Problem requirements => Continue the article on homemade superfood snacks, beginning right after its final sentence.

You already know that snacking smart is important for optimizing health and for a trim and toned figured, but you might not realize that many of the healthy foods you're spending your money on are actually ones you could easily—and often more healthfully—make at home. And no, we're not talking about recipes that take hours to whip up; we realize that's not realistic even for the healthiest among us. We're talking quick, easy recipes that busy, health-minded dieters can swiftly whip up. Here's a look at expert-approved superfood snacks you can make instead of buying and the tips to do it yourself. Arm yourself with these ideas and then also uncover The 33 Best Foods to Eat in Your 20s, 30s, 40s, and 50s!
Trail mix is one of those snacks that often sounds a lot healthier than it really is. Most so-called healthy trail mixes sold at supermarkets are loaded with added sugar and unnecessary calories. (You do not need white chocolate chips in your trail mix.) "For a super easy-to-make, nutrient packed combo, simply combine pistachios and raisins," say The Nutrition Twins, Lyssie Lakatos, RDN, CDN, CFT and Tammy Lakatos Shames, RDN, CDN, CFT, and authors of The Nutrition Twins' Veggie Cure. "You will skip out on the sulfites and preservatives of store-bought varieties and the pistachios give you a satisfying crunch, a boost of fiber and protein and the pretty green and purple color they add is from their antioxidants. Raisins are rich in antioxidants and contain phytonutrients that suppress the growth of oral bacteria associated with cavities and gum disease." And speaking of fiber, find out the 30 High Fiber Foods That Should Be In Your Diet, stat!

Data extracts =>
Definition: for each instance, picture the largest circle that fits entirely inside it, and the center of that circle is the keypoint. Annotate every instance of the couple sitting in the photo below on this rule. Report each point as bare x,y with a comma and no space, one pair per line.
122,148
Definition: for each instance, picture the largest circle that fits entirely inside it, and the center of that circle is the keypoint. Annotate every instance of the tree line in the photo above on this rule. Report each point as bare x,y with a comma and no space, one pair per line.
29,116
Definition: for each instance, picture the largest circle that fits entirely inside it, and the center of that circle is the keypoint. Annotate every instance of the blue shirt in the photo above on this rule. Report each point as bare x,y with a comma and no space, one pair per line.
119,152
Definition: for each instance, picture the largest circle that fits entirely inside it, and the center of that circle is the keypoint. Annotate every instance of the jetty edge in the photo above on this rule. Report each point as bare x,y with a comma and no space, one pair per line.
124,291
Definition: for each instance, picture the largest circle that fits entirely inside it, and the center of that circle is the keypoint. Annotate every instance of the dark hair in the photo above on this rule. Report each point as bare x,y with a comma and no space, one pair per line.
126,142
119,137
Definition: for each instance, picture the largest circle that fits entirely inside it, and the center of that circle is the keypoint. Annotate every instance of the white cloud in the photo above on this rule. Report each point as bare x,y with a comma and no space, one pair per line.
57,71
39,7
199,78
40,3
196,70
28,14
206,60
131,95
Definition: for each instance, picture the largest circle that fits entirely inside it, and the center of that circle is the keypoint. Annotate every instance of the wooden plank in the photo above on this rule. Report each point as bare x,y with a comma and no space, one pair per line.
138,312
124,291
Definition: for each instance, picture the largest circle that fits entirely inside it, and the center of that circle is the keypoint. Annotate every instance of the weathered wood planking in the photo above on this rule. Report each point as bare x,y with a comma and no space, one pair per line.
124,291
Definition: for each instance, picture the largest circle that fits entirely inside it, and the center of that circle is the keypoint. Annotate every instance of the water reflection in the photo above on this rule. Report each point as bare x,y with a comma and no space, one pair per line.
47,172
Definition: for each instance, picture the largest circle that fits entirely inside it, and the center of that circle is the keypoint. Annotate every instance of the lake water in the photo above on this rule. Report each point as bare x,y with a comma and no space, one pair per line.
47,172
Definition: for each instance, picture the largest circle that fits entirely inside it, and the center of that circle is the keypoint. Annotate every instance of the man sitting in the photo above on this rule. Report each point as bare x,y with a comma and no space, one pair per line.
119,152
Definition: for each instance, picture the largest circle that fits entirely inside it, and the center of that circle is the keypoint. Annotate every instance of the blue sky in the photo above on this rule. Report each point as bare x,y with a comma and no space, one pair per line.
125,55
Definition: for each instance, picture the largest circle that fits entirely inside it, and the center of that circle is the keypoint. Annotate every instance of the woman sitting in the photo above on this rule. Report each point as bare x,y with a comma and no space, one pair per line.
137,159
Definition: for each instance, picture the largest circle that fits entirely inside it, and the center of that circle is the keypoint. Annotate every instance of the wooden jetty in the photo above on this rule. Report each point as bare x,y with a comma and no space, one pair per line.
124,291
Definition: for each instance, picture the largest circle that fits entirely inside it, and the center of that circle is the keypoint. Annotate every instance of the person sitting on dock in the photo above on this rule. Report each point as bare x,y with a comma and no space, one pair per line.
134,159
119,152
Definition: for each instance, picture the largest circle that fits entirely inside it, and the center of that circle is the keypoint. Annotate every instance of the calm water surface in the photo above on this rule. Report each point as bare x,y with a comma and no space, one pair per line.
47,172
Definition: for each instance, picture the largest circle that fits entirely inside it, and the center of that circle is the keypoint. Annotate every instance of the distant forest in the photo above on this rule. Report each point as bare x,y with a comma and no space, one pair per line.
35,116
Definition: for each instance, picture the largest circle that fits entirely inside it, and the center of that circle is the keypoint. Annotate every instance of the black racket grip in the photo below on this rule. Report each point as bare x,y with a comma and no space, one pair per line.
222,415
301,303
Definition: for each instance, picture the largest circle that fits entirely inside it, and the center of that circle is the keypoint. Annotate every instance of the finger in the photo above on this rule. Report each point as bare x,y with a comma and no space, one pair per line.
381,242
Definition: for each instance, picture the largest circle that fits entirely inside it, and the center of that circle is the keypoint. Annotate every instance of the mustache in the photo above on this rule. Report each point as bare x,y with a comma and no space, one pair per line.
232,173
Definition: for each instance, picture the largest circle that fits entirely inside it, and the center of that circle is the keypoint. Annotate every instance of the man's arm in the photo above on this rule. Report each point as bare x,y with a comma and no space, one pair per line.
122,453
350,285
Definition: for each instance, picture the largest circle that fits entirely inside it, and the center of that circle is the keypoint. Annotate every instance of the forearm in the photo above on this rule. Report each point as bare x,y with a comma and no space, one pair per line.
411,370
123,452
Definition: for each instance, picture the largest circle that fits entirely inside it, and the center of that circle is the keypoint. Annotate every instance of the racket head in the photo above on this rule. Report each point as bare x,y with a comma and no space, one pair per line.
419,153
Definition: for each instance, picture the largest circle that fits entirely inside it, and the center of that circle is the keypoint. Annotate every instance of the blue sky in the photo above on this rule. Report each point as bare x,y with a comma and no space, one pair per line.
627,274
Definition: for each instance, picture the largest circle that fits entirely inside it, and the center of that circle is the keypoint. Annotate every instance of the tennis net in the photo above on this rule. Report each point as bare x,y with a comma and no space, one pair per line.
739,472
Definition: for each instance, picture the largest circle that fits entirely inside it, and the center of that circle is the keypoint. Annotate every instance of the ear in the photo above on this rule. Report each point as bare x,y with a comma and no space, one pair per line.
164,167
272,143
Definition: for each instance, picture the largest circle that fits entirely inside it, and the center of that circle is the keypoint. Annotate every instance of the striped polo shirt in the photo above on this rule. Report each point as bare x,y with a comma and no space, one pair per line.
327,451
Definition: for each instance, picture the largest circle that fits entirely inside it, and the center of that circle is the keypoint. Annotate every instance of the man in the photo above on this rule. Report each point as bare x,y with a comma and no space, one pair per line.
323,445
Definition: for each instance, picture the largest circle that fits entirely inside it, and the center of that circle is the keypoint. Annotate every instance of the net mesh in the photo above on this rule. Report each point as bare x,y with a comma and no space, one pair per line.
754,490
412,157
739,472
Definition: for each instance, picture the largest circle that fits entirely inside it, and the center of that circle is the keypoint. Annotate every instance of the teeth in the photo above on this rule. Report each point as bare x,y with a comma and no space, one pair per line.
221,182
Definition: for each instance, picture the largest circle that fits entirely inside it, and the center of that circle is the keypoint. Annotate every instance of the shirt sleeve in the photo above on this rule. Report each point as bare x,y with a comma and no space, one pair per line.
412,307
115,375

* * *

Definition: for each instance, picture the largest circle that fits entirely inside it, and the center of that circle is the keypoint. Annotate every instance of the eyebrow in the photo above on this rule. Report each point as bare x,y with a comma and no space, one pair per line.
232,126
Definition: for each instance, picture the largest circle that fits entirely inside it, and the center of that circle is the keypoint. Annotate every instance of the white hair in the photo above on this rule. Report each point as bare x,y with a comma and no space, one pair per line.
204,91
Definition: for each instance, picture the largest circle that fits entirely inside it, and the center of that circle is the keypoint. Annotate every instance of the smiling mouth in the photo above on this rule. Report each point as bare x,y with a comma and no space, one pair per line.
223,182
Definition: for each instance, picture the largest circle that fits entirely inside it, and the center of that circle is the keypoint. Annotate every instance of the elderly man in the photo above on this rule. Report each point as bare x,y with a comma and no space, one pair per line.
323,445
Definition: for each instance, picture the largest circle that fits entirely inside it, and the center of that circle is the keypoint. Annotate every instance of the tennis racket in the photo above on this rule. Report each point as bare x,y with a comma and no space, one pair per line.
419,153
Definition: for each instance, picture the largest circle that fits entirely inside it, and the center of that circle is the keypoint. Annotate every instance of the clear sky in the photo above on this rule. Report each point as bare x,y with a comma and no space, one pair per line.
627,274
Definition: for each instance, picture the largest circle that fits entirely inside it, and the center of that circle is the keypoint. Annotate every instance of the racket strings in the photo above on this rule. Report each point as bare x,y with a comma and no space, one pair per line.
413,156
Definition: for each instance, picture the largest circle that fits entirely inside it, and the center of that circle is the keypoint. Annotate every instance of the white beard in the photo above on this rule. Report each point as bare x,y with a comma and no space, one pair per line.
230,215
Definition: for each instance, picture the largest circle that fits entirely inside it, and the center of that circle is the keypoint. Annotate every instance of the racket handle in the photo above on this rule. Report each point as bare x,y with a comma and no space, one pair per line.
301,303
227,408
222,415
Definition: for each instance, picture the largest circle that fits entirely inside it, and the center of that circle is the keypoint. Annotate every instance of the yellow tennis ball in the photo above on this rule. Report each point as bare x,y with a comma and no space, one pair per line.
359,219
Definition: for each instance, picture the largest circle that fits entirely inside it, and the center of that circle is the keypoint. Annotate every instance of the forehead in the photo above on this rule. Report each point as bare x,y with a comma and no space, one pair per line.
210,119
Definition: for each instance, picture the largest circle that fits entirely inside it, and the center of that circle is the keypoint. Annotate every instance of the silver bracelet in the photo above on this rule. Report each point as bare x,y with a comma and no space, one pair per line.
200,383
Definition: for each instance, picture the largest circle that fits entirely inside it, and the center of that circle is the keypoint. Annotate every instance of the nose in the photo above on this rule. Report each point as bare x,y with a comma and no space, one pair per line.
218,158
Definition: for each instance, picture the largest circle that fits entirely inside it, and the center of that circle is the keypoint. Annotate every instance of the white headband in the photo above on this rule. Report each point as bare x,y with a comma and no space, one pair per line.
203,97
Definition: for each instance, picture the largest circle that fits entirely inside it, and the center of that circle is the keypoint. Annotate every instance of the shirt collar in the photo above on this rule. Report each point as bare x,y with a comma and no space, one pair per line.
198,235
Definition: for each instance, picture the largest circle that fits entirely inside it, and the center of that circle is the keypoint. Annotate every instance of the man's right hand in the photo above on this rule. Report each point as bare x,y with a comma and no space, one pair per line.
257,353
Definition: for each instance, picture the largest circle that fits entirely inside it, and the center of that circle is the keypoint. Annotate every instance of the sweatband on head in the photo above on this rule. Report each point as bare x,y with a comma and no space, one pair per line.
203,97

--

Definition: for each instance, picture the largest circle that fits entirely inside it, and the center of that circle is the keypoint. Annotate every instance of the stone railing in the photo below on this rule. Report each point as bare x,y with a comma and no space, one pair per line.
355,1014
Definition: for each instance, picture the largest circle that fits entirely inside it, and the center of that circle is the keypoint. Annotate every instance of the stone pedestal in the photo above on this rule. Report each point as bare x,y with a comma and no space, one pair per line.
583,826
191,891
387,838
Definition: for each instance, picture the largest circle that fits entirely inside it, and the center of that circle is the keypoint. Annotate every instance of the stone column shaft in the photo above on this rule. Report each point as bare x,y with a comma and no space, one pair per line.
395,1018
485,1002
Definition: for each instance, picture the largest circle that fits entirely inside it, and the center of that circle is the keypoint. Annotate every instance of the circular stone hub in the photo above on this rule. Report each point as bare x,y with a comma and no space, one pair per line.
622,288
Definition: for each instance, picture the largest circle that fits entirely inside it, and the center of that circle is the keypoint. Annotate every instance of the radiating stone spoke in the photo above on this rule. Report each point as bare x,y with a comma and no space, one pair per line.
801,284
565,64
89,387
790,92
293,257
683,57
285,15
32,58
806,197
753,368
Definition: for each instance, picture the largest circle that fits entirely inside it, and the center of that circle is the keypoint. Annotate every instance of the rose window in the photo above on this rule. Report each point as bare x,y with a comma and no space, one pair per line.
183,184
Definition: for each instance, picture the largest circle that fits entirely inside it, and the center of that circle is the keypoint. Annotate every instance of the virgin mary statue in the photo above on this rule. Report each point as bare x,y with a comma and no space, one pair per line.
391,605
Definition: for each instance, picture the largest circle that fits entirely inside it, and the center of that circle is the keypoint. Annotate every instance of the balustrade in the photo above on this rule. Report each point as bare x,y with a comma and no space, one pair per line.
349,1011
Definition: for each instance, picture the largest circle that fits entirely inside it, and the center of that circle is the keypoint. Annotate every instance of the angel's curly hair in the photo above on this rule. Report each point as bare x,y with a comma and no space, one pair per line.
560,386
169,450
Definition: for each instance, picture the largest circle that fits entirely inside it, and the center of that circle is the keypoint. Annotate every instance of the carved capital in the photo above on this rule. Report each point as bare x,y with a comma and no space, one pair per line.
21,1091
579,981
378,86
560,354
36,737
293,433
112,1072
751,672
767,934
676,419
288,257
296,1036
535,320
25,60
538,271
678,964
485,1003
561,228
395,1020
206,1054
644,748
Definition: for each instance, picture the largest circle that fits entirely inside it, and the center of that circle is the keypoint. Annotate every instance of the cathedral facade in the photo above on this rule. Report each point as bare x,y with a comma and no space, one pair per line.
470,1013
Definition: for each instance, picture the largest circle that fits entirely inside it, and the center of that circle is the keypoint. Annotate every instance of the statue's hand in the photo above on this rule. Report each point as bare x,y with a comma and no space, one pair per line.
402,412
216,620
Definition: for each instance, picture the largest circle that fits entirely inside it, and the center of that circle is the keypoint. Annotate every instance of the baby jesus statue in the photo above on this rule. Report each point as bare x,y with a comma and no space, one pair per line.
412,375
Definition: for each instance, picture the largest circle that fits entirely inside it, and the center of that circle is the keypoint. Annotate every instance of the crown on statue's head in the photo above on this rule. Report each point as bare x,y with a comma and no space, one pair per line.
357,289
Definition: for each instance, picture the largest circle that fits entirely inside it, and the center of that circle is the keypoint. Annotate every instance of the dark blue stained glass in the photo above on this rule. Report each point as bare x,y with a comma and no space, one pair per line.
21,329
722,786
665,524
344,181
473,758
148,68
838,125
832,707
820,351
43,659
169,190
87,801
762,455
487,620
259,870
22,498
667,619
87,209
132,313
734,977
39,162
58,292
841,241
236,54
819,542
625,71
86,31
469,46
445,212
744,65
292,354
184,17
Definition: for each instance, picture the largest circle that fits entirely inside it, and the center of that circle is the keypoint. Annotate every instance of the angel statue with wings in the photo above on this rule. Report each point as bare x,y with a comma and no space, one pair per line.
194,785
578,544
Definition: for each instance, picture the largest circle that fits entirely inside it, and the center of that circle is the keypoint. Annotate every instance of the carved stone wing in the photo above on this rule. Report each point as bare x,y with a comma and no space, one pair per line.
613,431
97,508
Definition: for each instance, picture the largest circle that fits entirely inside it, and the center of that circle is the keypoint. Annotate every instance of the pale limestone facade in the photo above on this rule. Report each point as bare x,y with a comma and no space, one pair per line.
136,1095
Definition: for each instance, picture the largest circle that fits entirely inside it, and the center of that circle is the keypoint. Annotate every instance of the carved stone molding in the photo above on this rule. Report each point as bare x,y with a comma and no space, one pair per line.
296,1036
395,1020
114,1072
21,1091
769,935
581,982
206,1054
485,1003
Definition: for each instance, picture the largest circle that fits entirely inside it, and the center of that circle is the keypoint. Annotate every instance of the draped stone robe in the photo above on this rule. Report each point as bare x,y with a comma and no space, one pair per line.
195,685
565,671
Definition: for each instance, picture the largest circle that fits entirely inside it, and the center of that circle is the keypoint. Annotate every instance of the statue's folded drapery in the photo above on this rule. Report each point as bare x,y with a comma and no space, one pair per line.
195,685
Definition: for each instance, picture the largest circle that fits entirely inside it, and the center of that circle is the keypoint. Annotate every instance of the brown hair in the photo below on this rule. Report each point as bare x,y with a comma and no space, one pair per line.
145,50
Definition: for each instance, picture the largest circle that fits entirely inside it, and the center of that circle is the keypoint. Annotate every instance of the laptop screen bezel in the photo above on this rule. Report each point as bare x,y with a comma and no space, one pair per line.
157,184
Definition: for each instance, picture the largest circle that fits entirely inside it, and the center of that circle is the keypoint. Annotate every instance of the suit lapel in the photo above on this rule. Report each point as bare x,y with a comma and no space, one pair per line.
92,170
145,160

Result =>
Guacamole with Veggies
There's a reason many store-bought guacamoles can last for weeks if left unopened—they're full of preservatives. Skip loading your body with unnecessary chemicals by simply mashing an avocado, spritzing it with lemon, and sprinkling it with salt. "This combination leaves you with a rich, creamy, and delicious dip!" exclaim The Nutrition Twins. This dip is also low in calories, antioxidant and fiber-rich and, if you combine it with veggies instead of chips, you'll benefit from an added dose of nutrients and fiber. "The good-for-your-heart monounsaturated fat in the avocado acts as a nutrient booster and helps to absorb fat-soluble vitamins, including the beta carotene from veggies like carrots and bell peppers that get dipped in the guacamole."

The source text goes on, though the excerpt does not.